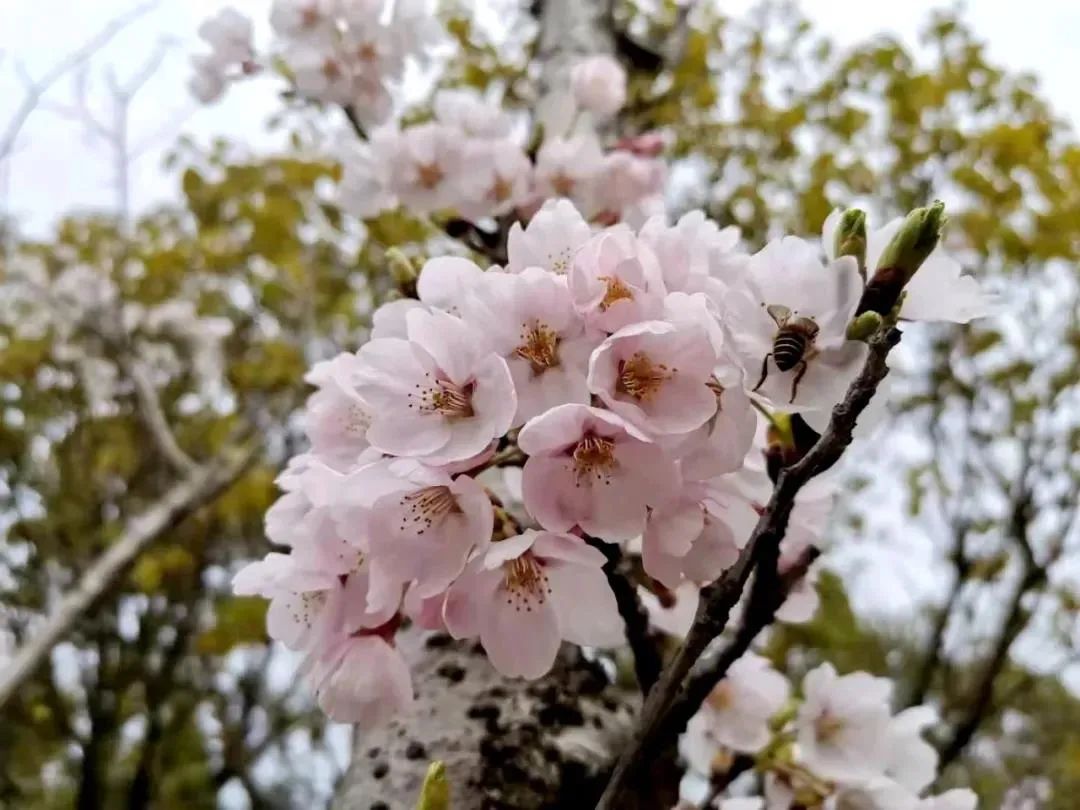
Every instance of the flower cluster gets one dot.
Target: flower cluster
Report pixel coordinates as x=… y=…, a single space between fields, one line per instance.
x=618 y=369
x=342 y=52
x=471 y=157
x=839 y=745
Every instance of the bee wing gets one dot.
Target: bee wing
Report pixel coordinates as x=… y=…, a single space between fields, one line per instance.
x=779 y=312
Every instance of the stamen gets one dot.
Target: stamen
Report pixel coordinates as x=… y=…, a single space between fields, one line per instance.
x=617 y=291
x=443 y=396
x=430 y=174
x=594 y=456
x=428 y=508
x=638 y=377
x=827 y=726
x=332 y=70
x=539 y=347
x=309 y=607
x=500 y=189
x=525 y=581
x=563 y=184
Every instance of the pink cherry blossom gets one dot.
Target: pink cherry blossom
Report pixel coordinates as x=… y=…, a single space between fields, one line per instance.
x=785 y=286
x=447 y=282
x=471 y=115
x=590 y=469
x=336 y=417
x=616 y=280
x=599 y=84
x=737 y=713
x=363 y=679
x=551 y=240
x=842 y=725
x=656 y=376
x=497 y=178
x=441 y=395
x=423 y=529
x=698 y=535
x=568 y=166
x=422 y=162
x=528 y=593
x=530 y=321
x=697 y=256
x=625 y=180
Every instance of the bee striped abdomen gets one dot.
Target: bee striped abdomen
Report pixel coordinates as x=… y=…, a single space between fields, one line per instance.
x=788 y=348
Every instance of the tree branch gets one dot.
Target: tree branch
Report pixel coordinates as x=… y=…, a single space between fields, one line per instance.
x=36 y=89
x=1034 y=576
x=643 y=643
x=196 y=491
x=655 y=730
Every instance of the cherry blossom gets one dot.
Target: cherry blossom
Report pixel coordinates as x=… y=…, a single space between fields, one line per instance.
x=423 y=163
x=422 y=530
x=616 y=280
x=229 y=35
x=738 y=711
x=697 y=256
x=599 y=84
x=336 y=417
x=363 y=679
x=788 y=300
x=466 y=111
x=567 y=166
x=528 y=593
x=440 y=394
x=530 y=321
x=842 y=726
x=551 y=240
x=589 y=469
x=656 y=376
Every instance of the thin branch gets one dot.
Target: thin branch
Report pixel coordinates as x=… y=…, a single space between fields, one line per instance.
x=1016 y=619
x=152 y=414
x=655 y=730
x=199 y=489
x=644 y=644
x=37 y=88
x=768 y=594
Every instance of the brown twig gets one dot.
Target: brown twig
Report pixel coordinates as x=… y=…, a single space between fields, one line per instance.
x=653 y=730
x=643 y=643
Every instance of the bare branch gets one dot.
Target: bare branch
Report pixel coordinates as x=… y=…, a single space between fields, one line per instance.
x=655 y=729
x=199 y=489
x=37 y=88
x=643 y=643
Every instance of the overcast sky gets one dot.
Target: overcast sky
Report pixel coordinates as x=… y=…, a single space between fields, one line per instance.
x=57 y=166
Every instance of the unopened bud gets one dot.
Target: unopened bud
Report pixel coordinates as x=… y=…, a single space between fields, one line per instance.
x=851 y=238
x=435 y=792
x=917 y=238
x=864 y=326
x=402 y=271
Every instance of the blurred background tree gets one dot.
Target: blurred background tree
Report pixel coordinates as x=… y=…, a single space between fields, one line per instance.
x=165 y=692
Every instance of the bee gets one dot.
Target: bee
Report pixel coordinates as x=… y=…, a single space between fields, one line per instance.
x=793 y=346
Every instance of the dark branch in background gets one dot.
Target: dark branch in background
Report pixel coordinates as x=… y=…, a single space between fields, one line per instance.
x=644 y=644
x=925 y=676
x=1034 y=576
x=769 y=592
x=655 y=730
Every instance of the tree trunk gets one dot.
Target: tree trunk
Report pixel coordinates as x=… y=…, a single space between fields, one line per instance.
x=507 y=743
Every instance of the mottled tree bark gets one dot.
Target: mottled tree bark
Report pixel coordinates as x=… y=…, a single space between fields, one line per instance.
x=507 y=743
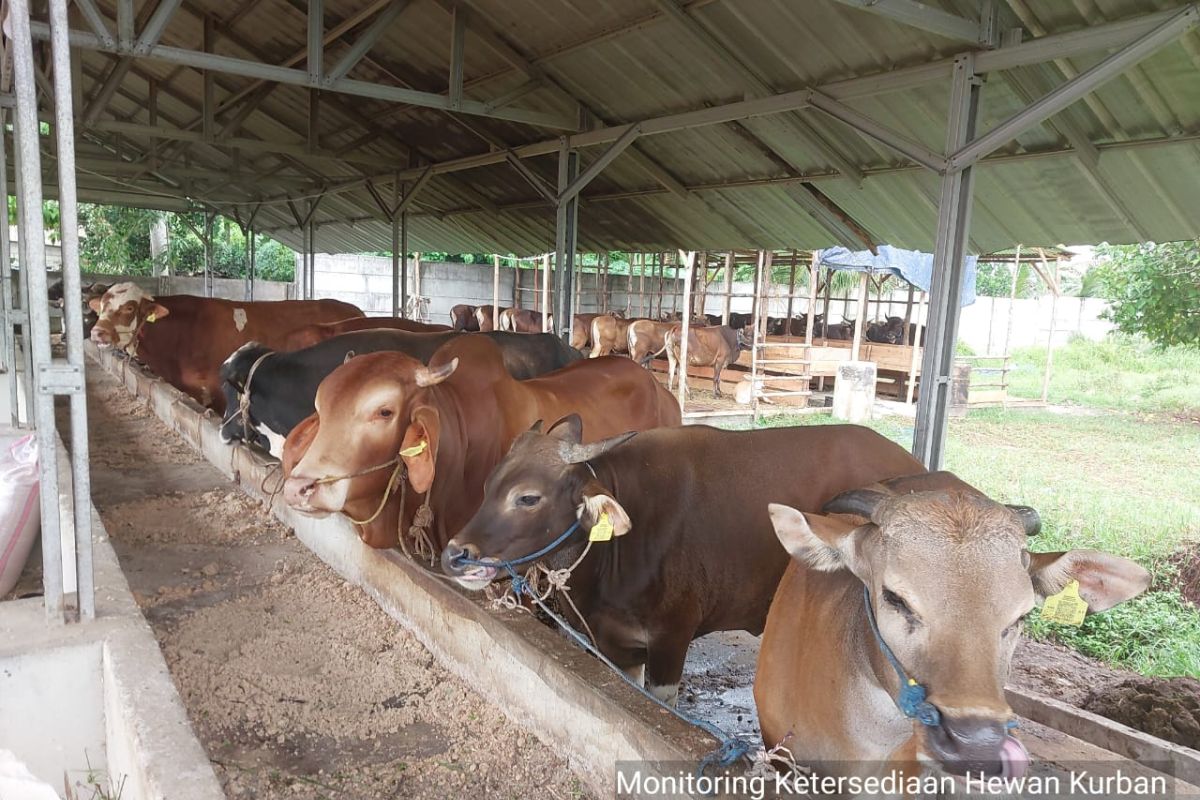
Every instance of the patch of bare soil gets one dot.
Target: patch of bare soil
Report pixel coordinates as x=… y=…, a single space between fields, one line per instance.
x=297 y=684
x=1187 y=560
x=1164 y=708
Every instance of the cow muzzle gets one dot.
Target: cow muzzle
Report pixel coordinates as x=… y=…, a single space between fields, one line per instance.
x=976 y=745
x=469 y=576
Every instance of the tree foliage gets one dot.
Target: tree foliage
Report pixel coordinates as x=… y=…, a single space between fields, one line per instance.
x=1155 y=289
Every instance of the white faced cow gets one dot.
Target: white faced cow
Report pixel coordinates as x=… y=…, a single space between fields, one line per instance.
x=923 y=593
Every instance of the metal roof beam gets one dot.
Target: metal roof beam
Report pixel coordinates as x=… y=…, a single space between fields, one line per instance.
x=881 y=133
x=367 y=40
x=755 y=80
x=244 y=67
x=1077 y=88
x=922 y=16
x=156 y=25
x=457 y=49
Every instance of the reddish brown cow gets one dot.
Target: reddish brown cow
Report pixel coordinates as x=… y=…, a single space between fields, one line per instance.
x=310 y=335
x=451 y=421
x=607 y=335
x=484 y=318
x=707 y=347
x=185 y=340
x=462 y=318
x=522 y=320
x=646 y=340
x=691 y=551
x=947 y=577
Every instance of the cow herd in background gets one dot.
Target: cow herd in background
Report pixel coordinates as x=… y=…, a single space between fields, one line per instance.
x=474 y=447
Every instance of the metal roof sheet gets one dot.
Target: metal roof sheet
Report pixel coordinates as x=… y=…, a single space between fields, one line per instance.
x=623 y=60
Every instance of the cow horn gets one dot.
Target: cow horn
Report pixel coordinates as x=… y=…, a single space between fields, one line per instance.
x=433 y=376
x=1030 y=518
x=575 y=453
x=861 y=503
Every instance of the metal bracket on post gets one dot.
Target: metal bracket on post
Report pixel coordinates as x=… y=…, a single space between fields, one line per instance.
x=60 y=379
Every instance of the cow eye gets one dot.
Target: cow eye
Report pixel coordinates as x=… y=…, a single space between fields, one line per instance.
x=898 y=603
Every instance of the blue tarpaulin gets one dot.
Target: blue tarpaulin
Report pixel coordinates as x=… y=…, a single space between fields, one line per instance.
x=913 y=266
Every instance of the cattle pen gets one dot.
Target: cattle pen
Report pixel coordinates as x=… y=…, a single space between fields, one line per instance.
x=702 y=136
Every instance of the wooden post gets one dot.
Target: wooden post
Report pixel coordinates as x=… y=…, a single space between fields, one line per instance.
x=814 y=271
x=496 y=293
x=545 y=292
x=859 y=328
x=916 y=348
x=729 y=288
x=1054 y=310
x=682 y=388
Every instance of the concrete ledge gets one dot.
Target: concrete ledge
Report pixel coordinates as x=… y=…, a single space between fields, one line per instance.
x=571 y=702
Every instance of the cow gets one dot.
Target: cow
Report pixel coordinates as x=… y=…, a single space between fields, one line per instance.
x=610 y=335
x=523 y=320
x=274 y=391
x=462 y=318
x=184 y=338
x=889 y=331
x=448 y=423
x=646 y=340
x=940 y=579
x=317 y=332
x=484 y=318
x=707 y=347
x=693 y=548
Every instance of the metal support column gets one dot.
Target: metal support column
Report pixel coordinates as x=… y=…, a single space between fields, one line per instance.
x=949 y=253
x=564 y=242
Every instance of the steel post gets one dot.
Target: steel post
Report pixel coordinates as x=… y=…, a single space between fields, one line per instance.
x=949 y=254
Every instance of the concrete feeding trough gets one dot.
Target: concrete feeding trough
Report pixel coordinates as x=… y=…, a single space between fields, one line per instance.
x=91 y=705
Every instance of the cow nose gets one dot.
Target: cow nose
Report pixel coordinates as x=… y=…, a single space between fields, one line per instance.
x=453 y=557
x=969 y=744
x=297 y=491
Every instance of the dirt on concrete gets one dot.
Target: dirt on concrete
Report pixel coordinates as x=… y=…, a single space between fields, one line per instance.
x=298 y=685
x=1164 y=708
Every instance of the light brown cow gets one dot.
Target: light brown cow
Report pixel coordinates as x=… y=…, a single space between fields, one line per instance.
x=948 y=579
x=707 y=347
x=647 y=340
x=185 y=340
x=467 y=409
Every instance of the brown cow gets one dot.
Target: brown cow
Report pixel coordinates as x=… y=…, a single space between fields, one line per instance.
x=310 y=335
x=467 y=410
x=948 y=579
x=523 y=320
x=707 y=347
x=607 y=335
x=484 y=317
x=185 y=340
x=647 y=340
x=462 y=318
x=693 y=547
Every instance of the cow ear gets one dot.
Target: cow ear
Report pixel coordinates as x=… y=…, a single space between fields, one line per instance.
x=597 y=501
x=1104 y=581
x=823 y=543
x=420 y=446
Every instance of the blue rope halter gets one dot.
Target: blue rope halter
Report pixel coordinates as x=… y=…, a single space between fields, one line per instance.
x=731 y=749
x=911 y=701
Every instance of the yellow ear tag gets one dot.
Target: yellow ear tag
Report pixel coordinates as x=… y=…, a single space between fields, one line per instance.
x=415 y=450
x=601 y=531
x=1067 y=607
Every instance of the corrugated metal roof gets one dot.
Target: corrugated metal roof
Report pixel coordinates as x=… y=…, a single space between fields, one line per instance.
x=624 y=61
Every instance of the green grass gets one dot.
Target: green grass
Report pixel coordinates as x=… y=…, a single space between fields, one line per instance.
x=1125 y=483
x=1119 y=373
==========
• [Exercise brief]:
Copy exactly, and only, the lines from the one containing "Every instance of the blue rope" through the last line of the listing.

• [Answer to the task]:
Every instance of the blue rope halter gets one dot.
Target: blue rope halter
Report pixel coordinates as x=… y=…, a single space between fields, one line per instance.
x=731 y=749
x=911 y=701
Every instance of the yellow ear tag gets one dot.
Target: yellow ear tag
Report pixel coordinates as x=… y=…, a single space between fields, one line per instance.
x=415 y=450
x=601 y=531
x=1067 y=607
Every instance of the corrugated metal roof gets one dot.
Target: corrugated metal roof
Report pixel coordinates as x=… y=…, a single space between fields, one line per instance.
x=624 y=61
Every instance of the green grass gets one dot.
Target: green grass
Report pixel coordinates as x=… y=…, a single space between fields, one line per instance.
x=1125 y=483
x=1119 y=373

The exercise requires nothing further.